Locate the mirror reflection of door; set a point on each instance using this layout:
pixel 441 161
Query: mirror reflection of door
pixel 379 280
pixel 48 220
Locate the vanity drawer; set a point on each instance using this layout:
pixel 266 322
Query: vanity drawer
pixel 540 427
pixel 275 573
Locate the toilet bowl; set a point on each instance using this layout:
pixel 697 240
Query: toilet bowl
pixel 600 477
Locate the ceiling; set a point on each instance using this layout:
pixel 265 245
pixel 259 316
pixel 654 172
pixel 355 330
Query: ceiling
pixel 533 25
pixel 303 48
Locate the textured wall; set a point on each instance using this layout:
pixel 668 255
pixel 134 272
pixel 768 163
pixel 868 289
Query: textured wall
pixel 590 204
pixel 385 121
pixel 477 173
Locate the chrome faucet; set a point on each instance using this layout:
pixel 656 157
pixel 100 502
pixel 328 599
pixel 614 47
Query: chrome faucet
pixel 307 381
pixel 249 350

+---+

• **What you should do**
Set every line down again exactly. Begin with the first line of the entries and finish with the line containing "pixel 355 330".

• **Answer box**
Locate the mirror reflection of door; set a point on each instance using this layout:
pixel 441 161
Query: mirror reflection of door
pixel 379 280
pixel 48 220
Locate the vanity drawer; set a point on each instance using this layout:
pixel 266 322
Query: vanity drawer
pixel 540 427
pixel 275 573
Locate the toilet bowl; set a point on each instance using this layout:
pixel 697 240
Query: toilet bowl
pixel 600 477
Locate the ceiling; set a point on each instance using this layout:
pixel 265 245
pixel 259 316
pixel 654 172
pixel 355 330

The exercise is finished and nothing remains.